▸ Passage shown:

▼

# Travelling from US with pet tortoise - docs required?



## Melaleuca (Sep 23, 2020)

Hi all, I live in the US with a young redfooted tortoise, and while I'm not currently planning on moving out of the US it is a real possibility somewhere down the line. 

I'd like to know what the US side of the process is and documents required if that can be determined without knowing the going-to country. I've searched the forum and internet more generally and not found a lot of info about exporting from the US. Do I need documentation demonstrating it was captive bred here in the US? When I contacted the breeder about it they said they don't provide anything like that and haven't heard of any others doing so either, and that I'd just need a certificate of health from a vet, plus an import permit from the country being moved to. Is this correct? From what I've read countries need a CITES a permit to bring a CITES II animals into a country and it seems like you need something from the breeder to get that, unless it's different for non-native critters? I want to get any issues with a potential move cleared up long beforehand so I know my options. 

Any info on this would be helpful, thanks!


----------



## Agathaade (Sep 23, 2020)

I’m looking into it for my Hermann.
So far my understanding is that I need a captive-bred statement from the breeder (no idea if that’s a standard form or can be just a on-faith letter), a clean bill of health, and a CITES permit to export.
From there, it depends where you’re going and what the agreements are with the US.
For the European country I’m looking at, seems like nothing else is needed. The required paperwork, then planning shipping through an accredited company.
Once there I believe a vet visit and chipping is mandatory, this within a certain timeframe.

I’m still navigating the clunky websites for both countries, info is hard to parse.
I’d love to hear from people who have experience with this too.


----------



## Pastel Tortie (Sep 24, 2020)

@Maro2Bear is usually a good person to ask about international travel, shipping, and other requirements.


----------



## Duckster RT (Sep 24, 2020)

I always travel within states with my shelled friend. Nobody bothered us. Actually it was the opposite ppl found it cool. Then one day about 10 years ago we were rejected on the return flight home. Even though we had no out bound problems they refused to let us both go back home. I was really upset the lady behind me had a lap dog with no cage We didn’t fly.


----------



## Tom (Sep 24, 2020)

Reptiles have not been allowed on domestic flights for as long as I can remember.

▲

▸ Stored data:
▼

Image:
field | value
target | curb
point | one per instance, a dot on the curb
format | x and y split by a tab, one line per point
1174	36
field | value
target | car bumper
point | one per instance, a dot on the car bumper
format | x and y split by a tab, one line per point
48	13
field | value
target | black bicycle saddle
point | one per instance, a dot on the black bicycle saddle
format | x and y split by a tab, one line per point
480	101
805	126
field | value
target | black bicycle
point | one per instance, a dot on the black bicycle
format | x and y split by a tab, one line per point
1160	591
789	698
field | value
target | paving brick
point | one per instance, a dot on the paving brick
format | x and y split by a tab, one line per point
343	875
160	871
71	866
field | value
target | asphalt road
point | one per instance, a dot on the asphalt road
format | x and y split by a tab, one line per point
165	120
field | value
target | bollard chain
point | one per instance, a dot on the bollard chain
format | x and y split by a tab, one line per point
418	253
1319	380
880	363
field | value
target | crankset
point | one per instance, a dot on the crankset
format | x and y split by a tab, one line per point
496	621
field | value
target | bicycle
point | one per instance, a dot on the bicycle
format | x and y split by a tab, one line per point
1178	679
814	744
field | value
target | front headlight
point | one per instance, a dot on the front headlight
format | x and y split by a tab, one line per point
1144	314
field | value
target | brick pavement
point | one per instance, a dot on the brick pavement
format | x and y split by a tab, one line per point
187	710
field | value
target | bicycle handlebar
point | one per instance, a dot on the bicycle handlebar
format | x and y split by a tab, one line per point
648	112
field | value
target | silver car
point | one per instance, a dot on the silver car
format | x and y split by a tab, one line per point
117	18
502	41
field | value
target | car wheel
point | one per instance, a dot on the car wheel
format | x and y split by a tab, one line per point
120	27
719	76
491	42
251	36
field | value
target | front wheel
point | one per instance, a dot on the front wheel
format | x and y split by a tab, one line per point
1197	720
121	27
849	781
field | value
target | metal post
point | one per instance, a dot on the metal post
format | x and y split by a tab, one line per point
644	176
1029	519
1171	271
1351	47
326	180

▲

▸ Short problem: Copy everything from "So far my understanding" down to "a certain timeframe." in the tortoise travel thread, replacing "clean bill of health" with "health certificate". The records are not needed for this work.

▸ Complete answer:
So far my understanding is that I need a captive-bred statement from the breeder (no idea if that’s a standard form or can be just a on-faith letter), a health certificate, and a CITES permit to export.
From there, it depends where you’re going and what the agreements are with the US.
For the European country I’m looking at, seems like nothing else is needed. The required paperwork, then planning shipping through an accredited company.
Once there I believe a vet visit and chipping is mandatory, this within a certain timeframe.